__EXERCISES__:
1. From the forum thread on duplicate tasks, copy the passage starting at "Got my issues" and ending at "actually consumer directory.".
2. Which variables are assigned values in the shell script in the forum thread on duplicate tasks?

__SOURCE PASSAGE__:
== Segment start ==

Seeing this issue as well, although I thought it was because my consumer keeps dying (found this thread searching for submissions on that) necessitating a container restart. I was assuming that the directory polling on restart resulted in a duplicate task being created. I'd go into the failed tasks section of the admin panel to delete the tasks.

skorvek avatar Nov 23 '21 20:11 skorvek

Seeing this issue as well, although I thought it was because my consumer keeps dying (found this thread searching for submissions on that) necessitating a container restart. I was assuming that the directory polling on restart resulted in a duplicate task being created. I'd go into the failed tasks section of the admin panel to delete the tasks.

I'm not seeing anything to suggest my consumer keeps dying. I think yours might be a separate issue, but with similar symptoms. Im a brand new user, and literally the first PDF i copy into consume creates a bunch of identical tasks.

carpii avatar Nov 23 '21 21:11 carpii

Got my issues fixed. Problem was that my scanner was not scanning multiple pages into an internal storage and then moving the complete file to the consumption directory, but instead created the document after scanning the first page in the consumption directory and then modifying this file for every additional page. If paperless started consumption in between this above error occurred and I got unexpected results.

I "fixed" this by scanning into an intermediate folder and have a regular cron job running every minute which checks for new files and checks that the files have not been modified for the last 30 seconds. If this is the case (no additional pages will be added) the file is moved to the actually consumer directory.

Here's the script, maybe it helps someone:

#!/bin/bash
SOURCE_DIR=/volume1/share/paperless/inbox
TARGET_DIR=/volume1/docker/paperless-consume
INTERVAL_IN_SECONDS=30

now=$(date +"%s")

== Segment end ==

__RECORDED INFORMATION__:
== Segment start ==

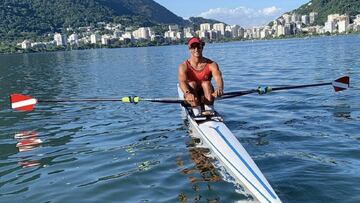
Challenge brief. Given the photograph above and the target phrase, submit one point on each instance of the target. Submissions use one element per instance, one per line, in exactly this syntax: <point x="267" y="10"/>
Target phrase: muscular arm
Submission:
<point x="182" y="78"/>
<point x="216" y="73"/>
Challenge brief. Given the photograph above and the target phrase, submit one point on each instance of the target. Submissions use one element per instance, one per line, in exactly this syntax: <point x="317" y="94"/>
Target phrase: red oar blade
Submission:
<point x="22" y="102"/>
<point x="341" y="83"/>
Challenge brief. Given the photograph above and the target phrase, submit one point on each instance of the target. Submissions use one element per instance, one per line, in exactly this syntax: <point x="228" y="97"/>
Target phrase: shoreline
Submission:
<point x="181" y="42"/>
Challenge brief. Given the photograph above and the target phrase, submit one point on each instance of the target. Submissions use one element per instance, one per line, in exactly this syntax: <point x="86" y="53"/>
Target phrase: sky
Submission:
<point x="246" y="13"/>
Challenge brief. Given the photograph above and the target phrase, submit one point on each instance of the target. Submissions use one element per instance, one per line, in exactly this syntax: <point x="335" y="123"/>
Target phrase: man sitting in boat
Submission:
<point x="195" y="76"/>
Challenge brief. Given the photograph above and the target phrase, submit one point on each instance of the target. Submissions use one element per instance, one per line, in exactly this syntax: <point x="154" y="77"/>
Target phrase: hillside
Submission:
<point x="327" y="7"/>
<point x="31" y="18"/>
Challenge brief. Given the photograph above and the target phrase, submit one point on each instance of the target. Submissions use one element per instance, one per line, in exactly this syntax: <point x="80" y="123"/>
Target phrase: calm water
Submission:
<point x="306" y="142"/>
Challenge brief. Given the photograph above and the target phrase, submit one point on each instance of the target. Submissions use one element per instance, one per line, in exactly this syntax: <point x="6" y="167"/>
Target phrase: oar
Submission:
<point x="339" y="84"/>
<point x="27" y="103"/>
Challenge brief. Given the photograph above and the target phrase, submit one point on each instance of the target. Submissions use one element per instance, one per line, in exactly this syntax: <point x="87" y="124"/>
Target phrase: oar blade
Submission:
<point x="341" y="84"/>
<point x="21" y="102"/>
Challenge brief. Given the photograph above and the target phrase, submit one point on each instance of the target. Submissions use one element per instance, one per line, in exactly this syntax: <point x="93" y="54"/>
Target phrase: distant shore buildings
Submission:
<point x="286" y="25"/>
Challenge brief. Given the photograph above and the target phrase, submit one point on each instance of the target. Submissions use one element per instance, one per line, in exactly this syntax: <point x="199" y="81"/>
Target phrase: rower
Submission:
<point x="195" y="76"/>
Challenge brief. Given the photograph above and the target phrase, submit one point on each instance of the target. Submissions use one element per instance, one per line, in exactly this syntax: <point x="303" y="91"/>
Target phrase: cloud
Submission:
<point x="245" y="17"/>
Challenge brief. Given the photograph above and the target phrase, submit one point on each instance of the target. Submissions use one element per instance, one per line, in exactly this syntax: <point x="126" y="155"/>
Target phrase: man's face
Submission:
<point x="196" y="49"/>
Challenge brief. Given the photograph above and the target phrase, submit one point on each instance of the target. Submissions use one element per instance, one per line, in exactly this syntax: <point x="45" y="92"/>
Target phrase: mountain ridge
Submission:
<point x="327" y="7"/>
<point x="22" y="19"/>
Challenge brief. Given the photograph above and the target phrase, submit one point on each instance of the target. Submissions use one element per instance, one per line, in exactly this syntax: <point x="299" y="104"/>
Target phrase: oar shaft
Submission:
<point x="78" y="100"/>
<point x="300" y="86"/>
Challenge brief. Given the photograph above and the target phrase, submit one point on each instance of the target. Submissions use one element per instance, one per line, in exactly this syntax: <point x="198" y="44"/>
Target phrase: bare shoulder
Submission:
<point x="213" y="65"/>
<point x="182" y="66"/>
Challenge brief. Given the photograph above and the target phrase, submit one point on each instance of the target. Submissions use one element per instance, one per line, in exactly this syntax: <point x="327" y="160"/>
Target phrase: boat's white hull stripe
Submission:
<point x="245" y="163"/>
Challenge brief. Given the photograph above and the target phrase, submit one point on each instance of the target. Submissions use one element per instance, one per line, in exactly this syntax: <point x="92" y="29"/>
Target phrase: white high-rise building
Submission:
<point x="60" y="39"/>
<point x="95" y="38"/>
<point x="287" y="18"/>
<point x="343" y="23"/>
<point x="105" y="39"/>
<point x="241" y="32"/>
<point x="127" y="35"/>
<point x="330" y="26"/>
<point x="188" y="32"/>
<point x="219" y="27"/>
<point x="313" y="16"/>
<point x="173" y="35"/>
<point x="234" y="30"/>
<point x="73" y="39"/>
<point x="205" y="27"/>
<point x="142" y="33"/>
<point x="295" y="17"/>
<point x="305" y="19"/>
<point x="280" y="30"/>
<point x="333" y="17"/>
<point x="174" y="28"/>
<point x="117" y="34"/>
<point x="26" y="44"/>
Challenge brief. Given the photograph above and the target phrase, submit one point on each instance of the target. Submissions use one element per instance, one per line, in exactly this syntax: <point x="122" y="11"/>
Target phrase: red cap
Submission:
<point x="195" y="40"/>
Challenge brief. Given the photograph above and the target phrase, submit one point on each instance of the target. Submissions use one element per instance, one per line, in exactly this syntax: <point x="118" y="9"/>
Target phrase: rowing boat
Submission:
<point x="216" y="136"/>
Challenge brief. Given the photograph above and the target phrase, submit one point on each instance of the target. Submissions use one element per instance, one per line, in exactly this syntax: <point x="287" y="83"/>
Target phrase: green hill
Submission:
<point x="327" y="7"/>
<point x="31" y="18"/>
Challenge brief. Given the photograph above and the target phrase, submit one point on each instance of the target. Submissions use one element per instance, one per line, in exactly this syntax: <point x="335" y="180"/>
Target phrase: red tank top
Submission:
<point x="198" y="75"/>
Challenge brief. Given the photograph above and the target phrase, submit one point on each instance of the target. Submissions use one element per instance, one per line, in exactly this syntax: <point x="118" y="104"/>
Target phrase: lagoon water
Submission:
<point x="306" y="141"/>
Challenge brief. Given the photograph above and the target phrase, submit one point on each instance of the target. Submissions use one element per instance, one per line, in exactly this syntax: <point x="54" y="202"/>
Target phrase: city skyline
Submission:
<point x="246" y="13"/>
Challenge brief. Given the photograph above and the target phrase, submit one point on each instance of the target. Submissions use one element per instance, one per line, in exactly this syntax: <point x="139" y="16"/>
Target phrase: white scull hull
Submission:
<point x="227" y="149"/>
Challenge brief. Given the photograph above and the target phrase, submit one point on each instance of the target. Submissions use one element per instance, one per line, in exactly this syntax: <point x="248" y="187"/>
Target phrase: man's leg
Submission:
<point x="208" y="89"/>
<point x="195" y="105"/>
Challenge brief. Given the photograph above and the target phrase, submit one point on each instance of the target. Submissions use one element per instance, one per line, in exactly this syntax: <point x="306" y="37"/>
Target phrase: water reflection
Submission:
<point x="27" y="141"/>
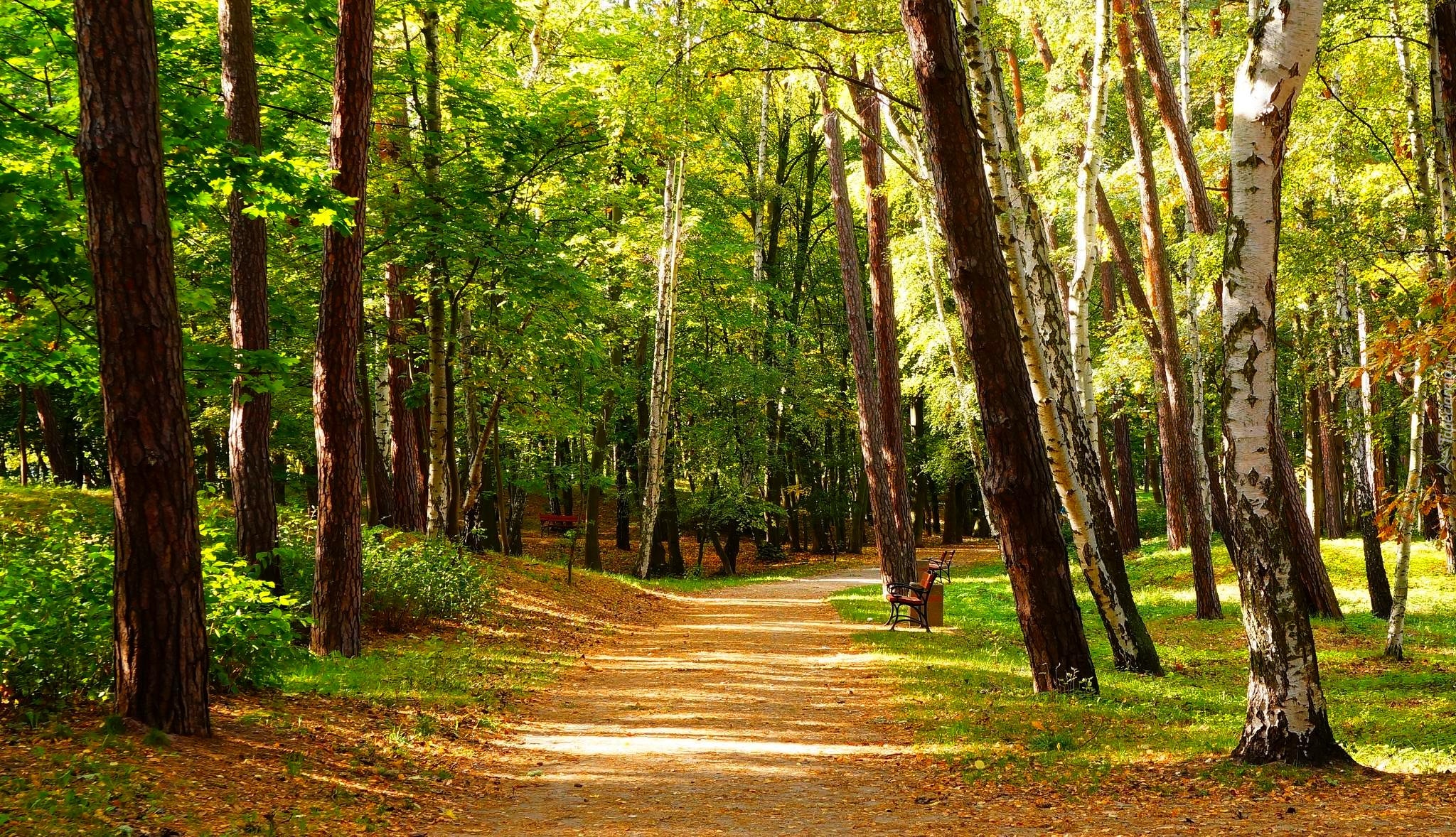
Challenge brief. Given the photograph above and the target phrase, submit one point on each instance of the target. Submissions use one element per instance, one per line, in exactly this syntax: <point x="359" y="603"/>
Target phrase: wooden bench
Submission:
<point x="941" y="566"/>
<point x="911" y="602"/>
<point x="558" y="522"/>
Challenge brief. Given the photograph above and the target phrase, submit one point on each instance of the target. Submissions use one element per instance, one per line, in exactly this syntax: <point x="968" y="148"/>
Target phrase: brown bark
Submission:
<point x="376" y="476"/>
<point x="22" y="441"/>
<point x="1171" y="112"/>
<point x="867" y="387"/>
<point x="886" y="328"/>
<point x="1121" y="492"/>
<point x="161" y="637"/>
<point x="1018" y="484"/>
<point x="1310" y="565"/>
<point x="338" y="549"/>
<point x="1332" y="459"/>
<point x="1014" y="65"/>
<point x="55" y="440"/>
<point x="410" y="481"/>
<point x="251" y="418"/>
<point x="1177" y="438"/>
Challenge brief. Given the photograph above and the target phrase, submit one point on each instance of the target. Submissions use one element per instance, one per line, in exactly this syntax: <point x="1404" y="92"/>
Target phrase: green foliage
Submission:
<point x="55" y="585"/>
<point x="967" y="691"/>
<point x="410" y="578"/>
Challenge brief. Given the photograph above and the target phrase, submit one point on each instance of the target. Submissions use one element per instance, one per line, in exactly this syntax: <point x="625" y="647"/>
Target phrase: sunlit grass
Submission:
<point x="970" y="689"/>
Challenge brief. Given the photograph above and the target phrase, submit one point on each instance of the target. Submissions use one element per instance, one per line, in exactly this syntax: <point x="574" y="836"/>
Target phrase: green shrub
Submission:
<point x="411" y="578"/>
<point x="54" y="610"/>
<point x="55" y="635"/>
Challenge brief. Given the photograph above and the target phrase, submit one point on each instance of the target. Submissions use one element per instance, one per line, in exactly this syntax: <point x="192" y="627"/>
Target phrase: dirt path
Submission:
<point x="747" y="713"/>
<point x="750" y="712"/>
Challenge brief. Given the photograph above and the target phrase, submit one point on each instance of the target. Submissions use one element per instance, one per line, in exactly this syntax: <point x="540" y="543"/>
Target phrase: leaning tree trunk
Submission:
<point x="408" y="484"/>
<point x="661" y="383"/>
<point x="1178" y="443"/>
<point x="1376" y="581"/>
<point x="1047" y="355"/>
<point x="337" y="421"/>
<point x="55" y="440"/>
<point x="159" y="631"/>
<point x="1018" y="481"/>
<point x="1408" y="523"/>
<point x="887" y="334"/>
<point x="1286" y="716"/>
<point x="867" y="391"/>
<point x="250" y="423"/>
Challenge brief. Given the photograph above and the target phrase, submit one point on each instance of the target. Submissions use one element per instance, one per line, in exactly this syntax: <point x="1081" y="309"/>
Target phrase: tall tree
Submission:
<point x="1178" y="431"/>
<point x="1288" y="720"/>
<point x="862" y="360"/>
<point x="1018" y="484"/>
<point x="337" y="416"/>
<point x="250" y="423"/>
<point x="161" y="638"/>
<point x="886" y="328"/>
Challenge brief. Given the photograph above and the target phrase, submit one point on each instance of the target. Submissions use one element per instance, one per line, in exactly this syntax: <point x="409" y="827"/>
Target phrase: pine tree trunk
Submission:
<point x="1049" y="360"/>
<point x="1286" y="720"/>
<point x="867" y="391"/>
<point x="159" y="630"/>
<point x="1376" y="581"/>
<point x="55" y="440"/>
<point x="1177" y="437"/>
<point x="338" y="428"/>
<point x="1018" y="480"/>
<point x="886" y="328"/>
<point x="410" y="501"/>
<point x="251" y="418"/>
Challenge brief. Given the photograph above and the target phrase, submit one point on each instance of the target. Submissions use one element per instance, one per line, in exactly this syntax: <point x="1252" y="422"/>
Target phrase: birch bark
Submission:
<point x="1286" y="718"/>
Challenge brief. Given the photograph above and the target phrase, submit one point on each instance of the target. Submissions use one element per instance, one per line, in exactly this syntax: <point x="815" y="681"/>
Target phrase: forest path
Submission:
<point x="747" y="712"/>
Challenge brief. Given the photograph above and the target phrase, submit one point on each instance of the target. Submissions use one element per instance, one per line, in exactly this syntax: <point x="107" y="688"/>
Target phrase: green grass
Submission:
<point x="447" y="673"/>
<point x="970" y="691"/>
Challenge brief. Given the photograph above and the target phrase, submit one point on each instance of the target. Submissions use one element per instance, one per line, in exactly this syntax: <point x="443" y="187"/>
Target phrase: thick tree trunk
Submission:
<point x="867" y="391"/>
<point x="1177" y="437"/>
<point x="159" y="630"/>
<point x="338" y="549"/>
<point x="55" y="438"/>
<point x="251" y="418"/>
<point x="1046" y="348"/>
<point x="1310" y="563"/>
<point x="661" y="382"/>
<point x="1376" y="581"/>
<point x="408" y="484"/>
<point x="886" y="328"/>
<point x="1286" y="720"/>
<point x="1018" y="481"/>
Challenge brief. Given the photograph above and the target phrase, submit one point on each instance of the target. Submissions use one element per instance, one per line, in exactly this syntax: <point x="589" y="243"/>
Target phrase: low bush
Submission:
<point x="411" y="578"/>
<point x="55" y="631"/>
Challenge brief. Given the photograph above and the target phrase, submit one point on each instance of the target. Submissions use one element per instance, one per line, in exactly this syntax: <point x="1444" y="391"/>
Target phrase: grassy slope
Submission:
<point x="387" y="741"/>
<point x="970" y="692"/>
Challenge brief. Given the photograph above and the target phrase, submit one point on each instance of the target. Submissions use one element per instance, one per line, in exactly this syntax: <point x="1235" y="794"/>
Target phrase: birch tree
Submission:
<point x="1288" y="720"/>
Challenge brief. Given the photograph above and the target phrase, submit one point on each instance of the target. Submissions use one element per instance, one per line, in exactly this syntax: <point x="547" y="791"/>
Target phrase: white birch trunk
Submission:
<point x="1410" y="520"/>
<point x="1286" y="720"/>
<point x="1079" y="312"/>
<point x="1046" y="350"/>
<point x="661" y="383"/>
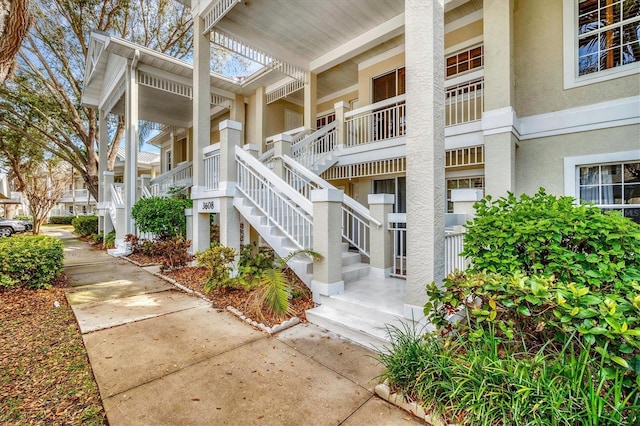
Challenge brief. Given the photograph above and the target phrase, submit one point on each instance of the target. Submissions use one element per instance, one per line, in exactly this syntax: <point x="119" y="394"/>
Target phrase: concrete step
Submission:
<point x="355" y="272"/>
<point x="363" y="331"/>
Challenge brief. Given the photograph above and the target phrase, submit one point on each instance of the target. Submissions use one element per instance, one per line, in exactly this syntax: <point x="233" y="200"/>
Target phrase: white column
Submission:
<point x="310" y="101"/>
<point x="281" y="146"/>
<point x="381" y="241"/>
<point x="230" y="134"/>
<point x="327" y="241"/>
<point x="499" y="118"/>
<point x="201" y="125"/>
<point x="102" y="162"/>
<point x="424" y="53"/>
<point x="131" y="148"/>
<point x="341" y="129"/>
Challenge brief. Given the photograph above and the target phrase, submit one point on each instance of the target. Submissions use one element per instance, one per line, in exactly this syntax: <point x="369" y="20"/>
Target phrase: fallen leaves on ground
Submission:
<point x="45" y="376"/>
<point x="195" y="277"/>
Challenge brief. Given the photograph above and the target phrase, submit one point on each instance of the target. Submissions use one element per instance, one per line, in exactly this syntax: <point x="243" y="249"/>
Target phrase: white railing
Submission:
<point x="316" y="146"/>
<point x="180" y="176"/>
<point x="464" y="103"/>
<point x="453" y="246"/>
<point x="285" y="208"/>
<point x="376" y="122"/>
<point x="212" y="167"/>
<point x="117" y="194"/>
<point x="467" y="156"/>
<point x="356" y="219"/>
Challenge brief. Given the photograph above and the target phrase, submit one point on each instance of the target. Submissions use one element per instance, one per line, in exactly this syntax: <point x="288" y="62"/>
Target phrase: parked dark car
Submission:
<point x="10" y="227"/>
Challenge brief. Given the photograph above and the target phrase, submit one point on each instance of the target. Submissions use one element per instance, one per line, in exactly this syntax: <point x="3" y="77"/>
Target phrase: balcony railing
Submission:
<point x="376" y="122"/>
<point x="453" y="246"/>
<point x="385" y="120"/>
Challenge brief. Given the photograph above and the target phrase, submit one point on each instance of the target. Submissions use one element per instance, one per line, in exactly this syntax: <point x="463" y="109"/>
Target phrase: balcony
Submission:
<point x="77" y="196"/>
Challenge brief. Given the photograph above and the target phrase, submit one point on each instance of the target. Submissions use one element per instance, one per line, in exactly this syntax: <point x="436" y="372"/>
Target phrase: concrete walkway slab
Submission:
<point x="110" y="313"/>
<point x="163" y="357"/>
<point x="117" y="289"/>
<point x="264" y="382"/>
<point x="170" y="342"/>
<point x="351" y="361"/>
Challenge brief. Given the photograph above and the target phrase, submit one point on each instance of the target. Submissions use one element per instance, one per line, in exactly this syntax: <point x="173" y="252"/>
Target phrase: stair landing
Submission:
<point x="363" y="311"/>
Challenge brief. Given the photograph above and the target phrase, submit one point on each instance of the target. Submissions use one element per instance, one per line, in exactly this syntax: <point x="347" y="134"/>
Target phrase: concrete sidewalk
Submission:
<point x="163" y="357"/>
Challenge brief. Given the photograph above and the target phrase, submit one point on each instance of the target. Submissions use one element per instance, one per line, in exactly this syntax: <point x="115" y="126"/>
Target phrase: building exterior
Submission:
<point x="369" y="120"/>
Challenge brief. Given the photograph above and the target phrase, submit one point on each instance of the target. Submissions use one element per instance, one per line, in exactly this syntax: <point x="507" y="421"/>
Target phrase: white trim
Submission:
<point x="603" y="115"/>
<point x="381" y="57"/>
<point x="337" y="94"/>
<point x="571" y="166"/>
<point x="570" y="60"/>
<point x="383" y="32"/>
<point x="464" y="21"/>
<point x="464" y="45"/>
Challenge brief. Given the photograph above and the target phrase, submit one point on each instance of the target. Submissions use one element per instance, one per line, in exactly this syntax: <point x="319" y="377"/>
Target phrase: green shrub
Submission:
<point x="162" y="216"/>
<point x="61" y="220"/>
<point x="109" y="240"/>
<point x="85" y="225"/>
<point x="489" y="381"/>
<point x="540" y="310"/>
<point x="551" y="236"/>
<point x="30" y="260"/>
<point x="218" y="261"/>
<point x="175" y="253"/>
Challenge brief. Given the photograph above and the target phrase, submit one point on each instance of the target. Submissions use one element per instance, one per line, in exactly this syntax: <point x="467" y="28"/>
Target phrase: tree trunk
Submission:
<point x="14" y="23"/>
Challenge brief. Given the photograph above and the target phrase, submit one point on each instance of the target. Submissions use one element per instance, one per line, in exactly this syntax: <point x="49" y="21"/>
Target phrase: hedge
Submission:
<point x="60" y="220"/>
<point x="30" y="260"/>
<point x="85" y="225"/>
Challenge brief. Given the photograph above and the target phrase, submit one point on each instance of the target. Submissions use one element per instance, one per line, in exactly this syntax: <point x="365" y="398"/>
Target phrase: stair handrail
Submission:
<point x="287" y="209"/>
<point x="321" y="183"/>
<point x="313" y="136"/>
<point x="116" y="194"/>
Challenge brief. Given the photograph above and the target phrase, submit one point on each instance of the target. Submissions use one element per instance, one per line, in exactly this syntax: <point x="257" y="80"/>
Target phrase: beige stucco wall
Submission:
<point x="539" y="162"/>
<point x="365" y="75"/>
<point x="539" y="85"/>
<point x="275" y="116"/>
<point x="328" y="105"/>
<point x="463" y="34"/>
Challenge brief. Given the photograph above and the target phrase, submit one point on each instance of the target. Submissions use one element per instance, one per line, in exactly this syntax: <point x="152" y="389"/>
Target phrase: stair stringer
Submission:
<point x="281" y="244"/>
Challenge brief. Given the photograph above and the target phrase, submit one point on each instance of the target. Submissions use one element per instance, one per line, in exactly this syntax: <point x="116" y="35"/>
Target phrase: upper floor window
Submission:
<point x="462" y="62"/>
<point x="601" y="40"/>
<point x="608" y="33"/>
<point x="614" y="186"/>
<point x="389" y="85"/>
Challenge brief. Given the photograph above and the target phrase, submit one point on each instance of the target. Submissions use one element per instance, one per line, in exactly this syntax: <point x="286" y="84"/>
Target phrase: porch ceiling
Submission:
<point x="297" y="30"/>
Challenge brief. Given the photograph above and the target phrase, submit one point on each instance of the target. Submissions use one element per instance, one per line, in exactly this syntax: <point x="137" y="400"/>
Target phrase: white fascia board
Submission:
<point x="337" y="94"/>
<point x="362" y="43"/>
<point x="614" y="113"/>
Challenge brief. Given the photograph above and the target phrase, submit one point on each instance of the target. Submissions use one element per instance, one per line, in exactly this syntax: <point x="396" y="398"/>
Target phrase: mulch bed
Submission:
<point x="45" y="376"/>
<point x="194" y="279"/>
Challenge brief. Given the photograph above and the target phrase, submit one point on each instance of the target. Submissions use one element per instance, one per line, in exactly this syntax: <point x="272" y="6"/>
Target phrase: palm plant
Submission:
<point x="275" y="288"/>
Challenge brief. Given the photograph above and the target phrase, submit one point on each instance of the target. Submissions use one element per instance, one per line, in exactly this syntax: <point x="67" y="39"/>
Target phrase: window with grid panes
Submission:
<point x="462" y="62"/>
<point x="608" y="34"/>
<point x="614" y="186"/>
<point x="462" y="183"/>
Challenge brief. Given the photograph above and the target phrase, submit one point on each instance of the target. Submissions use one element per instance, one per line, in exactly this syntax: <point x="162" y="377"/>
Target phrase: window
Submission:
<point x="325" y="119"/>
<point x="614" y="186"/>
<point x="463" y="62"/>
<point x="168" y="161"/>
<point x="396" y="186"/>
<point x="389" y="85"/>
<point x="601" y="40"/>
<point x="462" y="183"/>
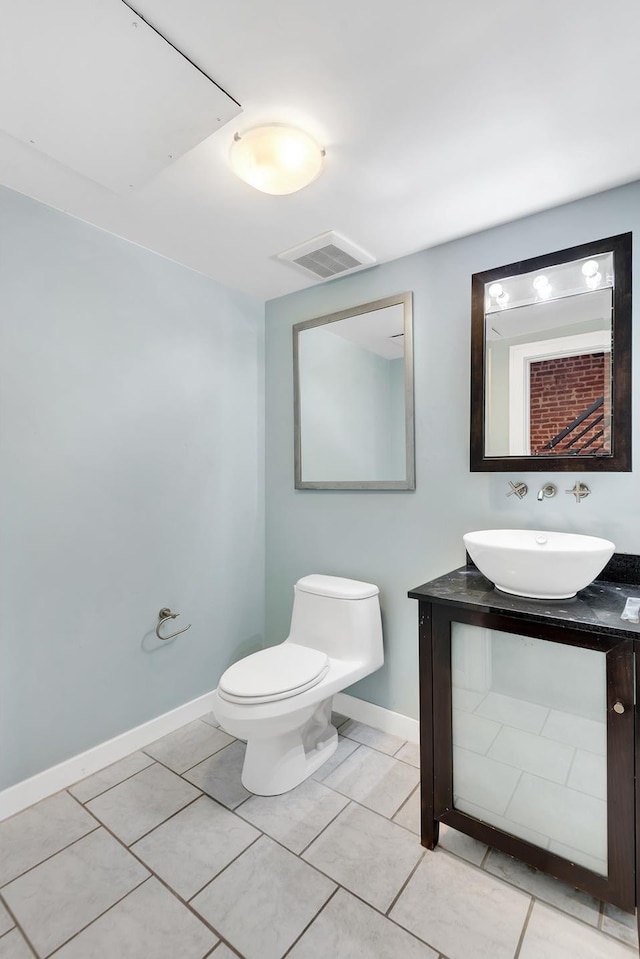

== Segment end ==

__EXPECTED RESULTS__:
1.
Got my issues fixed. Problem was that my scanner was not scanning multiple pages into an internal storage and then moving the complete file to the consumption directory, but instead created the document after scanning the first page in the consumption directory and then modifying this file for every additional page. If paperless started consumption in between this above error occurred and I got unexpected results.

I "fixed" this by scanning into an intermediate folder and have a regular cron job running every minute which checks for new files and checks that the files have not been modified for the last 30 seconds. If this is the case (no additional pages will be added) the file is moved to the actually consumer directory.

2. SOURCE_DIR, TARGET_DIR, INTERVAL_IN_SECONDS, now